EXERCISE DESCRIPTION: Reproduce everything from the line containing "Each instance receives one keypoint. Mark the wind-swept" down to the end of the items, moving every answer coordinate up by 139 and leaving all other text and numbers unchanged.

---- LISTED ENTRIES

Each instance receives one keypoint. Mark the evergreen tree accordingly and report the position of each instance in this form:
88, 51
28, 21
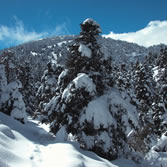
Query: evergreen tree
11, 100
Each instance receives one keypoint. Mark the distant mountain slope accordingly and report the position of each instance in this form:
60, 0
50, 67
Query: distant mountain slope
37, 53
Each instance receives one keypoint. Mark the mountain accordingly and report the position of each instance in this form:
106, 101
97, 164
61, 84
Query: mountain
56, 48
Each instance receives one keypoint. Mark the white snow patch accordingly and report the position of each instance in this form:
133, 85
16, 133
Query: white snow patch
98, 113
34, 53
32, 146
83, 80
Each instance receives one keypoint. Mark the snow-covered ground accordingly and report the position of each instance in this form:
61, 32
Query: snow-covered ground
30, 145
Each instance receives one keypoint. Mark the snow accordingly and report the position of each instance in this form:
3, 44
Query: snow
85, 51
97, 111
60, 44
30, 145
34, 53
83, 80
91, 21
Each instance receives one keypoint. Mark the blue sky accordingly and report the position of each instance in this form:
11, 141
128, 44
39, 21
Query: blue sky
24, 20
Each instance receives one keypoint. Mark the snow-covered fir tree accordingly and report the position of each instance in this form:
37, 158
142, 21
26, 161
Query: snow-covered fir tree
11, 100
84, 103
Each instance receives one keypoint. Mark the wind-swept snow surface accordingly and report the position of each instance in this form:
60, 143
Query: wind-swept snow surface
30, 145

--------

REPLY TO THE TASK:
Each instance receives one keypoint. Mark the wind-swept snow surface accordingly and report the position of each instance in this form:
60, 143
Query: wind-swept snow surface
169, 284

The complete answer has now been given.